→ **Required action**
For every line of the records below that holds "correct", add one. Give only the final total.

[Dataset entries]
++++++++
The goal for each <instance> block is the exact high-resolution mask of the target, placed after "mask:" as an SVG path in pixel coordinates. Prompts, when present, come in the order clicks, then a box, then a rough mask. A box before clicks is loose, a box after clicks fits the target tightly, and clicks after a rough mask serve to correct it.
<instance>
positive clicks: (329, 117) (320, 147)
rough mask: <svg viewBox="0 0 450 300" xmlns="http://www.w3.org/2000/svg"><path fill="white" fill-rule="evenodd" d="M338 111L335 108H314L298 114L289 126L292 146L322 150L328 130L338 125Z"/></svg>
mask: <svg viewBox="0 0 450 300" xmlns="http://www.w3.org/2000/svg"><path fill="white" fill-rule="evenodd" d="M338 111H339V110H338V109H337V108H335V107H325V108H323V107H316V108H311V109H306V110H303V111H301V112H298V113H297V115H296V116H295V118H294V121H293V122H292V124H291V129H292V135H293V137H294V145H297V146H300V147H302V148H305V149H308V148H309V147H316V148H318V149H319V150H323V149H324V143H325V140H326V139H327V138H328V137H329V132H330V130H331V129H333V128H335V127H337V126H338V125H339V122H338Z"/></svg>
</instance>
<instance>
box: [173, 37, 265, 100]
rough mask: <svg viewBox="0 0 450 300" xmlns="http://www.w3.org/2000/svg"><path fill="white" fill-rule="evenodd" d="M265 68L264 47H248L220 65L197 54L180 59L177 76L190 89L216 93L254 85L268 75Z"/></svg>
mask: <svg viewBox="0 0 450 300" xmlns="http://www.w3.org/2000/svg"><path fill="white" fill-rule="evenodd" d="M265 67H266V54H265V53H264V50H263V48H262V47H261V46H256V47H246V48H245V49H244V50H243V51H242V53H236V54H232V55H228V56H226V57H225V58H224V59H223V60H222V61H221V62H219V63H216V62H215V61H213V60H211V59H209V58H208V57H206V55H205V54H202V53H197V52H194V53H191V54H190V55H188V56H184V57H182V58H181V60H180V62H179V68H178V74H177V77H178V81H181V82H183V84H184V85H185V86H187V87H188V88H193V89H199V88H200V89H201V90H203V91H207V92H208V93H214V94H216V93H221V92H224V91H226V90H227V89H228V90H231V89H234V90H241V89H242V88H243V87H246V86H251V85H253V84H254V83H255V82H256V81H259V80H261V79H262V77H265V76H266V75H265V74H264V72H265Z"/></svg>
++++++++
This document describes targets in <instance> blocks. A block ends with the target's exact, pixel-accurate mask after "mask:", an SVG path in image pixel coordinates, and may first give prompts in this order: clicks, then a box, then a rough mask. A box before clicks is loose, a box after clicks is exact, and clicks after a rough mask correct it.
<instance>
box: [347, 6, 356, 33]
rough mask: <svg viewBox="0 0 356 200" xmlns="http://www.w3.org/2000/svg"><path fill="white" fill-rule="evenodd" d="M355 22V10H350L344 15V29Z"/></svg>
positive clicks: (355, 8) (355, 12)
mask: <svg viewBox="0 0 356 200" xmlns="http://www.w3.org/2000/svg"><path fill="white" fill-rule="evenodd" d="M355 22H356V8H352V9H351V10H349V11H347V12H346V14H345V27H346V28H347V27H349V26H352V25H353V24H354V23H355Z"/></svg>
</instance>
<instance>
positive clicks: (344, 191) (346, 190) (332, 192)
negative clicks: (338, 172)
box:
++++++++
→ **Task response**
2